Исходный текст:
Э. Т. А. Гофман, сам свидетельствующий о себе и о своей жизни - страница 38

Шрифт
Интервал

стр.

.

Еще до окончания работы над ним Гофман пишет: Это лучшее из того, что я создал, а впоследствии с грустью замечает: Второго такого горшка мне не написать! Золотой горшок — гофмановское сочинение par excellence[17]. Тем не менее было бы неправильно читать его в отрыве от других текстов автора, не имея возможности сравнивать его с ними и выделять его на их фоне. Прежде чем судить о творчестве писателя, необходимо ознакомиться с ним в полном объеме. Впрочем, почти во всех сочинениях Гофмана присутствует одна характерная особенность: его истории можно уподобить замерзшему пруду, на котором самые обыкновенные люди катаются на коньках; каждый из них имеет свое гражданское состояние, профессию, общественное положение. Однако лед настолько прозрачен, что под ним угадываются всевозможные причудливые фигуры, которые поднимаются из глубин изумрудно-зеленой бездны, скользят, исчезают или задерживаются на месте. Временами лед дает трещину, и то один, то другой из конькобежцев уходит под воду.

Предоставленные данные:

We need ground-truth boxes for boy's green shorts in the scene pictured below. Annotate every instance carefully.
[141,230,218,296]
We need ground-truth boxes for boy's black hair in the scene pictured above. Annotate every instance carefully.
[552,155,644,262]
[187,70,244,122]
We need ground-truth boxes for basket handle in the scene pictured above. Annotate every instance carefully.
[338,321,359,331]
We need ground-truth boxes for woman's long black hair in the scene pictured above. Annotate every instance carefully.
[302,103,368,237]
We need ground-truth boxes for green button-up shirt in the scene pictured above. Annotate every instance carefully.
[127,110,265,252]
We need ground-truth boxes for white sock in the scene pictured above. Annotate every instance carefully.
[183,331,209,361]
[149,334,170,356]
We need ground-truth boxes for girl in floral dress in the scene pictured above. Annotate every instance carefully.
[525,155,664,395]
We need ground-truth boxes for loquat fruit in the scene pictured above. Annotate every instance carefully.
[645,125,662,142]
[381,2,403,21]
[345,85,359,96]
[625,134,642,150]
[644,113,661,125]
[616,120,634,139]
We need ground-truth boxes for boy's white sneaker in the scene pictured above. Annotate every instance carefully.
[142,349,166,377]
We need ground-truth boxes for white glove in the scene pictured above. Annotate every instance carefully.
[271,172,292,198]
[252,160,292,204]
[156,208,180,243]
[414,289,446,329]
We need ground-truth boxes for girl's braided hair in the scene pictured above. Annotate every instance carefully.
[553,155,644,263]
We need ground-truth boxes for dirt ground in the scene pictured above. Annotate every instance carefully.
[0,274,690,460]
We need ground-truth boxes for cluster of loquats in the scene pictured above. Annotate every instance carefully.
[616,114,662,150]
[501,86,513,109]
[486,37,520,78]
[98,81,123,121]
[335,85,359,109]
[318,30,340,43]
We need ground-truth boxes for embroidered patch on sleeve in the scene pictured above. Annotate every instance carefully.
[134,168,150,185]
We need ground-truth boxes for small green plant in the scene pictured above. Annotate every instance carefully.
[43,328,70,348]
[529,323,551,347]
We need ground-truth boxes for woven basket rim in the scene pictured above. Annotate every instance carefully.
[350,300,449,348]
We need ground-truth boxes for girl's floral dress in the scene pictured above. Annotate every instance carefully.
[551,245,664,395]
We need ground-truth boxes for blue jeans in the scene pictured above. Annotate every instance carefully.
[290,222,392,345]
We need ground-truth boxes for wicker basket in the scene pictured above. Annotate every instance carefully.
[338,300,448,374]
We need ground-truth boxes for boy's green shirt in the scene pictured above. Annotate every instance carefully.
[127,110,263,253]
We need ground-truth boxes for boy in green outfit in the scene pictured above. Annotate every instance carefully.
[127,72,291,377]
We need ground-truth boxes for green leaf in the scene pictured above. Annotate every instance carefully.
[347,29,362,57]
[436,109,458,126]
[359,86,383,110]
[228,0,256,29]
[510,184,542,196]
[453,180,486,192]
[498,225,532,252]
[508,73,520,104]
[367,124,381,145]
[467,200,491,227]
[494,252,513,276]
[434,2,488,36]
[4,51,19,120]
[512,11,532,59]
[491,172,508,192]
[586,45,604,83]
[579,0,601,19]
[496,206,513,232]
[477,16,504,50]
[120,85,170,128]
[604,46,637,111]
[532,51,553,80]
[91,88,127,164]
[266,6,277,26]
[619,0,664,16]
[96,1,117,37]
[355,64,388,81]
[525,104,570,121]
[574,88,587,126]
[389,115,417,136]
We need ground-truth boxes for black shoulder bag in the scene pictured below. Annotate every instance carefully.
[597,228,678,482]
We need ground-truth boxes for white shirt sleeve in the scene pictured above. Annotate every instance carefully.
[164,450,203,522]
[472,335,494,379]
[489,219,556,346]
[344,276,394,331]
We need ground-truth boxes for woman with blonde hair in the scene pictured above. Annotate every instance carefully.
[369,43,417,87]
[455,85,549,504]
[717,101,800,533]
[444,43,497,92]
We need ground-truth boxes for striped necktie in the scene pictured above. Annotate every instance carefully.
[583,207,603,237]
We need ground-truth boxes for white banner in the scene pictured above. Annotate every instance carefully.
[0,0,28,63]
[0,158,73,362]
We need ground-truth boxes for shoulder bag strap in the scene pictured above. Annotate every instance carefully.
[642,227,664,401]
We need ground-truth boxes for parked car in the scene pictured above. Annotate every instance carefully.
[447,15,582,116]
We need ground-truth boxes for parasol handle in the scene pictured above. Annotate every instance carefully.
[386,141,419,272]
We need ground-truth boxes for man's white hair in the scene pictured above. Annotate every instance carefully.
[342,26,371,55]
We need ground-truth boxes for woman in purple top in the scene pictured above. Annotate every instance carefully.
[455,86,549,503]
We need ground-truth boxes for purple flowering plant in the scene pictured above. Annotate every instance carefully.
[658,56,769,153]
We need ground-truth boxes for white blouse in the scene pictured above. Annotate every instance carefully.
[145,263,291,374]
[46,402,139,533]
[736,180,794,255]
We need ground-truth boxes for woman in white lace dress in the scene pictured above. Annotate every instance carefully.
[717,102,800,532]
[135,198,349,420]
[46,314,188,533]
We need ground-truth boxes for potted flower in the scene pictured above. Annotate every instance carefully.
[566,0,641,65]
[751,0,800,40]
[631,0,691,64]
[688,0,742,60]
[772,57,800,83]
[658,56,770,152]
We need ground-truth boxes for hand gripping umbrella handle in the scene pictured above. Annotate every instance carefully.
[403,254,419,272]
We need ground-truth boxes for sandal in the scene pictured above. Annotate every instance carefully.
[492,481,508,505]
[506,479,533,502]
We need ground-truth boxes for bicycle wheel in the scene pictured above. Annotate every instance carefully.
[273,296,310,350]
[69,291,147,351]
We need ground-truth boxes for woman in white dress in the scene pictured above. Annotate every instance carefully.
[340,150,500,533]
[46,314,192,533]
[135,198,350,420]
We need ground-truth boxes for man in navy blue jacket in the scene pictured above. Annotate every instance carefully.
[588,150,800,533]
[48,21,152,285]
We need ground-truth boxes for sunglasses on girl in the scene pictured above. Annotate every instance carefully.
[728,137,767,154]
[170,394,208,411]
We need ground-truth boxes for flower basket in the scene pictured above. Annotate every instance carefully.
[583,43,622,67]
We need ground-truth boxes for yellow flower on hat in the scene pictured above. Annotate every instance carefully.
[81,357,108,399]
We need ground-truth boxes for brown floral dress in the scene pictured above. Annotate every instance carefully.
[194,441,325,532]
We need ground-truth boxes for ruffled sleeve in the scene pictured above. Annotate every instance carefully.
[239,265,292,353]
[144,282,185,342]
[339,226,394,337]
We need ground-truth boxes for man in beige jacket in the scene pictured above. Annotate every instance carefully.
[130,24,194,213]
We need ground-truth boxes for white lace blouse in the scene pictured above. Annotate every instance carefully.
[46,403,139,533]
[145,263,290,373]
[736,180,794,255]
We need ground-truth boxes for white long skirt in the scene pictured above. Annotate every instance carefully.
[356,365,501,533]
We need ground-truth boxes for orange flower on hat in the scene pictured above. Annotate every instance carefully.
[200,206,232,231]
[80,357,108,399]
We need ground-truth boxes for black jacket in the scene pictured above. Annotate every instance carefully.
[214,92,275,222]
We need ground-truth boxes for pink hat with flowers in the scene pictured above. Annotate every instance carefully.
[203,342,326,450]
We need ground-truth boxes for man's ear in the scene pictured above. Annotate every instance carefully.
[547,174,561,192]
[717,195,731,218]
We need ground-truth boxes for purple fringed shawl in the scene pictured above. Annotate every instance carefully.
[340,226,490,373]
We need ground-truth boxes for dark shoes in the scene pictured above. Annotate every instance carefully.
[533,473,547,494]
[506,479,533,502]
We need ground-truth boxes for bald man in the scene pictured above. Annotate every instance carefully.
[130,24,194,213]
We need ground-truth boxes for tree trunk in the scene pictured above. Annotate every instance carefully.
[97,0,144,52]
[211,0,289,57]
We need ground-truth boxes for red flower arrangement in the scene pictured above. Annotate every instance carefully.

Условия задания: Подхватите текст о творчестве Гофмана и допишите его, начиная сразу после последнего предложения. Данные представляют собой отдельный материал.

Результат ниже:
Двойственность персонажей находит свою параллель в двойственности места, где происходит действие, и рабочий кабинет архивариуса Линдгорста может превратиться в заколдованный замок. В данном случае можно даже выявить истоки впечатления, проследить его происхождение и развитие и, вообще, разобраться во всей той алхимии, законам которой подчиняется простой, позолоченный огнем горшок, красующийся на столике в стиле ампир. В центре комнаты на трех отлитых из темной бронзы египетских львах покоилось порфировое блюдо, на котором стоял обычный позолоченный горшок, и, увидев его, Ансельм уже не мог оторвать от него взгляда. Можно ли после этого удивляться тому, что свекла вступает в бой с метелкой, почтенный заместитель ректора Паульман подбрасывает свой парик до потолка, а обычная чернильная клякса приводит к роковым волшебным последствиям?

После выхода в свет Золотого горшка (Сказки из нового времени) в составе третьего тома Фантазий в манере Калло (1814) оригинальность и неисчерпаемая фантазия Гофмана наконец-то ставят его в центр внимания читателей и критиков. О нем говорят; отныне у него есть имя. И еще у него есть такая редкая для литератора добродетель, как скромность. Когда он развлекается тем, что эпатирует le bourgeois[18], его подталкивает к этому сидящий в нем древний homo ludens[19], неисправимый представитель богемы, вечный ребенок. Но хотя он и корчит гримасы, он никогда не рисуется и никогда не относится к самому себе более серьезно, чем к остальному миру. Ибо он слишком умен для того, чтобы строить из себя великого писателя-романтика или сумрачного гения, которого так охотно изображали из себя те, кто, воспевая урны и плакучие ивы, тем не менее благополучно справлялись со своей чахоткой и доживали до преклонного возраста, вволю напировавшись и налюбившись. Больной и нелюбимый, Гофман находит в себе силы ободрять своих друзей; он подшучивает над их недугами, не забывая пройтись и по своим собственным. Он как будто вовсе не осознает того, что гениален, и трудно усомниться в искренности его преклонения перед такими блестящими, но явно уступающими ему по таланту писателями, как Фуке или Шамиссо, последний из которых, со своей стороны, прекрасно отдавал себе отчет в широте и разнообразии гофмановского гения.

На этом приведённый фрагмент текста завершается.